### [TASK OBJECTIVE]
Write out the material below exactly, beginning at the line that contains "mark the shirt sleeve -- a dot per instance" and ending with its last line, both ends included; write nothing else.

--- DATA SUPPLIED ---

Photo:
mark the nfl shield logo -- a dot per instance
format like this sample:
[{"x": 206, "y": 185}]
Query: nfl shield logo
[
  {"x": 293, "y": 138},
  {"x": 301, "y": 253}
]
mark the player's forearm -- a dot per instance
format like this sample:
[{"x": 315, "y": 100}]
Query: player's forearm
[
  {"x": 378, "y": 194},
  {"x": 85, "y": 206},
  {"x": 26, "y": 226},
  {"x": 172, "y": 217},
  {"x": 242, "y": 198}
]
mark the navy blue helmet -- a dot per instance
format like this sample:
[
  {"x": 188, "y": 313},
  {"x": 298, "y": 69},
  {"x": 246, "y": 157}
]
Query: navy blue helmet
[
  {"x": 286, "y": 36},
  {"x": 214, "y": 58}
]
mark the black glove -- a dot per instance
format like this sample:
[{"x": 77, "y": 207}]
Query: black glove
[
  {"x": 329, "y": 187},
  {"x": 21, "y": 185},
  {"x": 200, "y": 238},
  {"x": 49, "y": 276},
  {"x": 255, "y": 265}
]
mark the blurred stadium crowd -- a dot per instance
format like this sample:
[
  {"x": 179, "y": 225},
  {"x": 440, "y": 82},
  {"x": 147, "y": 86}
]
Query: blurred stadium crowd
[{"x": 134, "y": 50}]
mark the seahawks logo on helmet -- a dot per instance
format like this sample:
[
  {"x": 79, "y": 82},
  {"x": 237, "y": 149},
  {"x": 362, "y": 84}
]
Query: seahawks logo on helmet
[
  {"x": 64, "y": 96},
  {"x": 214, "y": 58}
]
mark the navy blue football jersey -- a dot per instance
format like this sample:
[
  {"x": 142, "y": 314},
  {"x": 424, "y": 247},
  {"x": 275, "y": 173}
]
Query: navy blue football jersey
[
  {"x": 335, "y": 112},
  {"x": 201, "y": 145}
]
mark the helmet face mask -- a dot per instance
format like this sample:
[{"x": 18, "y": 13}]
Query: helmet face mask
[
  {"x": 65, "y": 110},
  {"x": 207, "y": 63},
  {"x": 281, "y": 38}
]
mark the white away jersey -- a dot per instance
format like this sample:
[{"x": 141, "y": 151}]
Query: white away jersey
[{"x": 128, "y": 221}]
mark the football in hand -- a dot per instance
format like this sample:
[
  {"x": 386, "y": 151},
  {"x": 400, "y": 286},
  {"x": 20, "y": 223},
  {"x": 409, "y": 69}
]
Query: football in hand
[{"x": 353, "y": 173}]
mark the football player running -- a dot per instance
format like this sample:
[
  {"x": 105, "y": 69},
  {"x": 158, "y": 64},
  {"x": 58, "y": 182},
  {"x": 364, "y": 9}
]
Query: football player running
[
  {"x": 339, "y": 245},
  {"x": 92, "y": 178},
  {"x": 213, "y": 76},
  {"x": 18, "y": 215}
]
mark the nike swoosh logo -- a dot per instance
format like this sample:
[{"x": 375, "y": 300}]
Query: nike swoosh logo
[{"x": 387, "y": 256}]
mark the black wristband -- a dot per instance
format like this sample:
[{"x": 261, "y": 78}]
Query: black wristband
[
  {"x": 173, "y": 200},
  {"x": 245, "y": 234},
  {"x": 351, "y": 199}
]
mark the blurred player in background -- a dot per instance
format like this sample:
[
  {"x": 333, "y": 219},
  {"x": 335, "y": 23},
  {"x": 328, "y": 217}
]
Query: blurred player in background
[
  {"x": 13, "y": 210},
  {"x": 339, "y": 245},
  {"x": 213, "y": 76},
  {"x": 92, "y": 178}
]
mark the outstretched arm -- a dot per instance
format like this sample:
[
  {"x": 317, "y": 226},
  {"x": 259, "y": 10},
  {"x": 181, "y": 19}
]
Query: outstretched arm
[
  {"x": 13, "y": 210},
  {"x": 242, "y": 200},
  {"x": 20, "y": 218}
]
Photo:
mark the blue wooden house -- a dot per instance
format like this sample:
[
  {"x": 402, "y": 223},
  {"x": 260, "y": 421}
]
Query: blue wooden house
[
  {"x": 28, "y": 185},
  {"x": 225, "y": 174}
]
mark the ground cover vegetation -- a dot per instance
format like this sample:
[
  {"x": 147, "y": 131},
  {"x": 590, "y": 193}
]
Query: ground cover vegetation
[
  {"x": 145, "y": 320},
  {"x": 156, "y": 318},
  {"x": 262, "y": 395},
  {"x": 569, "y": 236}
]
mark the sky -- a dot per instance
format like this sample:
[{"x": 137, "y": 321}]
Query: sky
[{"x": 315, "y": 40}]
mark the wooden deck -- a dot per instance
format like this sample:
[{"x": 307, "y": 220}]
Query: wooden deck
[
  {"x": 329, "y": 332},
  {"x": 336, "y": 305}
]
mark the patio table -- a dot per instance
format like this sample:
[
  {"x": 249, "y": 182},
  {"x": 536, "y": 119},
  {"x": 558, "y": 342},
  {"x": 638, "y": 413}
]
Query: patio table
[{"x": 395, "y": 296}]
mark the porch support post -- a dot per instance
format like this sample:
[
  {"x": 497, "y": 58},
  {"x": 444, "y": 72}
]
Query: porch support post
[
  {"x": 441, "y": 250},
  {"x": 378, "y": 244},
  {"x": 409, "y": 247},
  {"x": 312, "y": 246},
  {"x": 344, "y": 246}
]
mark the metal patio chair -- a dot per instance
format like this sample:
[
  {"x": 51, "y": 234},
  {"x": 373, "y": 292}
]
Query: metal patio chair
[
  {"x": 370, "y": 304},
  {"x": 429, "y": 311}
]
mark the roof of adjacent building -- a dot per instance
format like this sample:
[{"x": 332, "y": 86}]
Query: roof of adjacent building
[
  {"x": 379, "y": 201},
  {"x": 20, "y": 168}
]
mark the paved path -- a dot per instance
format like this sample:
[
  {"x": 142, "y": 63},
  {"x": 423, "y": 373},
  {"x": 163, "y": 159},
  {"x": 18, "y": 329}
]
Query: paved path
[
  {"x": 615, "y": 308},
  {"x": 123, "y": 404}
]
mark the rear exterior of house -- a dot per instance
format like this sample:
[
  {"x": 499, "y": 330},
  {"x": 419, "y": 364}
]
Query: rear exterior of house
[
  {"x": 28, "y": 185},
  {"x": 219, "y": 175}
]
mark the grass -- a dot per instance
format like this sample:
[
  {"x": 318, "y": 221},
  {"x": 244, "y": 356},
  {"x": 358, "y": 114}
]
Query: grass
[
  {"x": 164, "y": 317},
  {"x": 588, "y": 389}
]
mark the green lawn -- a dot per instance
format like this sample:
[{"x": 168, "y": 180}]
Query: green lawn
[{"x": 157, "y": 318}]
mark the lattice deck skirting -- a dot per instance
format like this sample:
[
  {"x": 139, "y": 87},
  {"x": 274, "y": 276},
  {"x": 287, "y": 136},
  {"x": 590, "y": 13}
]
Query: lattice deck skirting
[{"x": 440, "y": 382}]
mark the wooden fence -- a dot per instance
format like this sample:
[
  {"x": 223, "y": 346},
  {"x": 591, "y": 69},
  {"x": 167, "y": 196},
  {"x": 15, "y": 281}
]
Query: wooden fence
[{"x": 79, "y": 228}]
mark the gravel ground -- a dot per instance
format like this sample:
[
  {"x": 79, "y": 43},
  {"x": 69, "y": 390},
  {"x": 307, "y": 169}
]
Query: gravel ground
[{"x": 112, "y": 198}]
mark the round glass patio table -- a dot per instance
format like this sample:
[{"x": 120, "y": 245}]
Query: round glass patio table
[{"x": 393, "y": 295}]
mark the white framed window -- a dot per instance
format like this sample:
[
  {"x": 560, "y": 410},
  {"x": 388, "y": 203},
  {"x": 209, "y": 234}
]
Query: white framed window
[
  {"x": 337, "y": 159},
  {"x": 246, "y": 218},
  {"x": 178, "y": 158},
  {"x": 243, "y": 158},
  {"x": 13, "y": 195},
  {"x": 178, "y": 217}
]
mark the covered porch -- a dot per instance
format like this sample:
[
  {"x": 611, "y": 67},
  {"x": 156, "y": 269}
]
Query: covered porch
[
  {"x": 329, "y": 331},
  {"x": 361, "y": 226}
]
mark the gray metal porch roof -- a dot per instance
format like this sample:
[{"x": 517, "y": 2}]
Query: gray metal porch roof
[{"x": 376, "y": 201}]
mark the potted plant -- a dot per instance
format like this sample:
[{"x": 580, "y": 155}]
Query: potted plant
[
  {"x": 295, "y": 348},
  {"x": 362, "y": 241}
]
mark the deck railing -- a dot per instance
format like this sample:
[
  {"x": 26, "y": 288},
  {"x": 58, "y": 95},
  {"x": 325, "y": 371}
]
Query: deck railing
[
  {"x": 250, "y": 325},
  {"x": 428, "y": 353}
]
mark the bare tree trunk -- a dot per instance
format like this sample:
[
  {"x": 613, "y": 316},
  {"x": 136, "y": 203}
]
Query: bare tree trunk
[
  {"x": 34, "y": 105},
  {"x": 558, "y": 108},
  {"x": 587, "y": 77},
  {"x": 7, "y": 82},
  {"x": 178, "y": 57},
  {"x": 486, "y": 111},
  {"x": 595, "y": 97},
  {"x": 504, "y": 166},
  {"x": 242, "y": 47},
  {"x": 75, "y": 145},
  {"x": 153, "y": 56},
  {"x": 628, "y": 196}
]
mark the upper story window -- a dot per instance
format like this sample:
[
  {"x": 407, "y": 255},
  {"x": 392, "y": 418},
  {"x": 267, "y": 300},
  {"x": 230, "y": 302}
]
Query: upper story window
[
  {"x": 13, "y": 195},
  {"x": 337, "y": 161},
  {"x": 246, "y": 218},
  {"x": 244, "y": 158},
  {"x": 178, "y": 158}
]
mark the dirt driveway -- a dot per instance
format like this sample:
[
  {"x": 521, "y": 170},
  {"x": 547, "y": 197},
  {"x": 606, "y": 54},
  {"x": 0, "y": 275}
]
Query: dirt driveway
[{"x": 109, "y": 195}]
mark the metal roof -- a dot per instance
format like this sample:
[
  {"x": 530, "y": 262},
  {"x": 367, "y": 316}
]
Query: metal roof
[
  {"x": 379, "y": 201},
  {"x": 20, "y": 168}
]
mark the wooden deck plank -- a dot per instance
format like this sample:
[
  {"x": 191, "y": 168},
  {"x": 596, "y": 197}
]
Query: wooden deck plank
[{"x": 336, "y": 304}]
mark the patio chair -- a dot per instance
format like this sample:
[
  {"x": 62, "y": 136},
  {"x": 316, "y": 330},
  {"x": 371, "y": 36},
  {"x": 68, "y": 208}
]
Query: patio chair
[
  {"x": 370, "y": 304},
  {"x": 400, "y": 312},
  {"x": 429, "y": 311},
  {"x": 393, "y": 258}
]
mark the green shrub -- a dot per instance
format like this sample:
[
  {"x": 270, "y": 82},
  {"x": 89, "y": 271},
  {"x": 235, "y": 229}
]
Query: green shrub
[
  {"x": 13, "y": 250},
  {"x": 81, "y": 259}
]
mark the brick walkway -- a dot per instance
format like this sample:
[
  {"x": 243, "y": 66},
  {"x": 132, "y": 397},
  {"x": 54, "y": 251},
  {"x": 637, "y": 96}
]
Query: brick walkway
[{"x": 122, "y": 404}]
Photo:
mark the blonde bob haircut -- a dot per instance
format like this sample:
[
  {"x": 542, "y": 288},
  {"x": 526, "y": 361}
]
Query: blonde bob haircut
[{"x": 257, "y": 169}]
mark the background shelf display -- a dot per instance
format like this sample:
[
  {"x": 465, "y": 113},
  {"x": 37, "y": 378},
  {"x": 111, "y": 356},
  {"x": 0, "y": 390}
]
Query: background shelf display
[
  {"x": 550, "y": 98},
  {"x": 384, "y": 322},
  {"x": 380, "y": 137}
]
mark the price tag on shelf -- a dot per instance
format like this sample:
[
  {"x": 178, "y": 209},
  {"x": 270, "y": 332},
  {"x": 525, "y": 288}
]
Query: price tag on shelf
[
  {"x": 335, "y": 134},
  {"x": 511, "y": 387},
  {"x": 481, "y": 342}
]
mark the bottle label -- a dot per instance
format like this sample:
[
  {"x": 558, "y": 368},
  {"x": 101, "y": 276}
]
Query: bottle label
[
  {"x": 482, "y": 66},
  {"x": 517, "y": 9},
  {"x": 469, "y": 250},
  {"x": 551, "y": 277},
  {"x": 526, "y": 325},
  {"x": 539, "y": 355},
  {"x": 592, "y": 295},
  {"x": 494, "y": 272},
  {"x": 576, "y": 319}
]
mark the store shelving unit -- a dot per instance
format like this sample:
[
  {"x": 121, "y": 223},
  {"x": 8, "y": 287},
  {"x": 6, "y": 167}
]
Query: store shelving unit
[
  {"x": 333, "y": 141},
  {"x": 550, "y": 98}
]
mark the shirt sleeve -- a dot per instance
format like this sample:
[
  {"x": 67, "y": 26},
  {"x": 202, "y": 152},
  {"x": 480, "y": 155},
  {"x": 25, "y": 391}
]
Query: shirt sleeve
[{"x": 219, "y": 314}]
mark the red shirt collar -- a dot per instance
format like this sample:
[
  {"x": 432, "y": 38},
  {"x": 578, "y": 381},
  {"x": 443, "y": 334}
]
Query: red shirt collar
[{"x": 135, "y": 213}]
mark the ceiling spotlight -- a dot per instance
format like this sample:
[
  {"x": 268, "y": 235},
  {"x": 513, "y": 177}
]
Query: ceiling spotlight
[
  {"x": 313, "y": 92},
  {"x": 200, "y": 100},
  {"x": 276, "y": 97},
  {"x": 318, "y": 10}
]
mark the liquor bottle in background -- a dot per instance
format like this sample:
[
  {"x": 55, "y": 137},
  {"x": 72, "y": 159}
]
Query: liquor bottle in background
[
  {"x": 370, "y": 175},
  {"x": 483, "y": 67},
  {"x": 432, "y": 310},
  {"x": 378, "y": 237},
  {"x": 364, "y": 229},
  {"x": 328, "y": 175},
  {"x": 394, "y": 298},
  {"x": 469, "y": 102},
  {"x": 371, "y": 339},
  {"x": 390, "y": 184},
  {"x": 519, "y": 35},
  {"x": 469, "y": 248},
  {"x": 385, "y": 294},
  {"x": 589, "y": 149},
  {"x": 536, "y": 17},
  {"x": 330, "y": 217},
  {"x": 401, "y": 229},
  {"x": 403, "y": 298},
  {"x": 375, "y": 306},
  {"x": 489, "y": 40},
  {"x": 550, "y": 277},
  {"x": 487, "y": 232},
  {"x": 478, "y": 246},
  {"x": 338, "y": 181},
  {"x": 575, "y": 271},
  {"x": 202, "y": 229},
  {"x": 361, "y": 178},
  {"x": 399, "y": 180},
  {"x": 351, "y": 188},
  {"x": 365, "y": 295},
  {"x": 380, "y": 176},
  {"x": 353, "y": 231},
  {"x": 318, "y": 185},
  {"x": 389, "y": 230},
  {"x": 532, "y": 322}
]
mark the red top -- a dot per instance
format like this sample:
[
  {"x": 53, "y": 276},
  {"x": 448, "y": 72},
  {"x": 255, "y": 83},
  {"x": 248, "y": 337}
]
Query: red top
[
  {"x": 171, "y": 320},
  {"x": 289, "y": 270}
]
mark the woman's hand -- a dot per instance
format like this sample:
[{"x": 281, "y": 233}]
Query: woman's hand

---

### [RESPONSE TO THE EXERCISE]
mark the shirt sleeve -- a dot per instance
format like this sample:
[
  {"x": 67, "y": 26},
  {"x": 202, "y": 152},
  {"x": 480, "y": 155},
  {"x": 25, "y": 391}
]
Query: shirt sleeve
[{"x": 219, "y": 314}]
mark the red shirt collar -- a dot per instance
format like this sample:
[
  {"x": 432, "y": 38},
  {"x": 578, "y": 381},
  {"x": 443, "y": 334}
]
Query: red shirt collar
[{"x": 135, "y": 213}]
mark the ceiling spotlight -- a dot per instance
format like this sample:
[
  {"x": 268, "y": 235},
  {"x": 513, "y": 177}
]
Query: ceiling spotlight
[
  {"x": 313, "y": 92},
  {"x": 200, "y": 100},
  {"x": 276, "y": 97},
  {"x": 318, "y": 10}
]
mark the liquor bottle in background -- a dot per instance
format like this sample:
[
  {"x": 55, "y": 137},
  {"x": 72, "y": 159}
]
Query: liquor bottle in background
[
  {"x": 370, "y": 175},
  {"x": 483, "y": 67},
  {"x": 432, "y": 310},
  {"x": 378, "y": 237},
  {"x": 364, "y": 229},
  {"x": 328, "y": 175},
  {"x": 394, "y": 298},
  {"x": 469, "y": 102},
  {"x": 371, "y": 339},
  {"x": 390, "y": 184},
  {"x": 519, "y": 35},
  {"x": 469, "y": 248},
  {"x": 385, "y": 294},
  {"x": 589, "y": 149},
  {"x": 536, "y": 17},
  {"x": 330, "y": 217},
  {"x": 401, "y": 229},
  {"x": 403, "y": 298},
  {"x": 375, "y": 306},
  {"x": 489, "y": 40},
  {"x": 550, "y": 277},
  {"x": 487, "y": 232},
  {"x": 478, "y": 246},
  {"x": 338, "y": 181},
  {"x": 575, "y": 271},
  {"x": 202, "y": 229},
  {"x": 361, "y": 178},
  {"x": 399, "y": 180},
  {"x": 351, "y": 188},
  {"x": 365, "y": 295},
  {"x": 380, "y": 176},
  {"x": 353, "y": 231},
  {"x": 318, "y": 185},
  {"x": 389, "y": 230},
  {"x": 532, "y": 322}
]
mark the red top -- a dot per instance
format like this sample:
[
  {"x": 53, "y": 276},
  {"x": 448, "y": 72},
  {"x": 255, "y": 83},
  {"x": 248, "y": 337}
]
Query: red top
[
  {"x": 171, "y": 320},
  {"x": 289, "y": 270}
]
mark the woman's hand -- a dot per instance
format like this sample:
[{"x": 281, "y": 233}]
Query: woman's hand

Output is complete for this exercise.